▶ STATED EXERCISE
Rewrite the data below, replacing "wooden podium" with "wooden lectern" throughout and leaving everything else unchanged.
** begin PROVIDED DATA **
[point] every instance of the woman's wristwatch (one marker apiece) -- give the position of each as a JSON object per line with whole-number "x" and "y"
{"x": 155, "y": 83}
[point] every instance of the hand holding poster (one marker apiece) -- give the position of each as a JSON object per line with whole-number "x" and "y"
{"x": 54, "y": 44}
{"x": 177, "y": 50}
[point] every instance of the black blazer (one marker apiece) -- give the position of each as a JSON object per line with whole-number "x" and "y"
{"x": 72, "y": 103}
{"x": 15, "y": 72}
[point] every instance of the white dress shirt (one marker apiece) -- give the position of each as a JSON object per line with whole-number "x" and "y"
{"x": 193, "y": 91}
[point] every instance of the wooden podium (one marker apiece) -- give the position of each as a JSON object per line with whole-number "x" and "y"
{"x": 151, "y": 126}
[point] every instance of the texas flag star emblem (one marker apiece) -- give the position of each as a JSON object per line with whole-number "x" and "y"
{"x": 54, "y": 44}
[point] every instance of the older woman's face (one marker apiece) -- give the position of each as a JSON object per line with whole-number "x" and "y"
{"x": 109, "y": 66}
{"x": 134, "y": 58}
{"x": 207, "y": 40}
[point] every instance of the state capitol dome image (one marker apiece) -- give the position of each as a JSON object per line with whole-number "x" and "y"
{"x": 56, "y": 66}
** end PROVIDED DATA **
▶ OUTPUT FOR THIS TASK
[point] every instance of the woman's wristwatch (one marker apiece) -- give the position of each as a JSON object per line with whole-number "x" and "y"
{"x": 155, "y": 83}
[point] every instance of the hand holding poster (one marker apiece) -- give the position of each as a JSON object per line with whole-number "x" and "y"
{"x": 54, "y": 44}
{"x": 177, "y": 50}
[point] every instance of the black blazer (one marker apiece) -- give the position of each as a JSON object per line with whole-number "x" and "y"
{"x": 72, "y": 103}
{"x": 15, "y": 72}
[point] every instance of the white dress shirt (one marker apiece) -- give the position of each as a JSON object per line with whole-number "x" and "y"
{"x": 193, "y": 91}
[point] every instance of the wooden lectern (one marker apiece) -- give the position of each as a JSON object per line with whole-number "x" and "y"
{"x": 151, "y": 126}
[point] every instance of the texas flag star emblem (one marker apiece) -- give the position of each as a JSON object per line with whole-number "x" and "y"
{"x": 54, "y": 44}
[point] every instance of the older woman's face (one marker apiece) -- give the position of each as a JSON object per line with whole-number "x" and "y"
{"x": 109, "y": 66}
{"x": 134, "y": 58}
{"x": 207, "y": 40}
[point] every instance of the state capitol dome image (one marker apiece) -- give the position of each as a JSON object per line with whole-number "x" and "y"
{"x": 56, "y": 66}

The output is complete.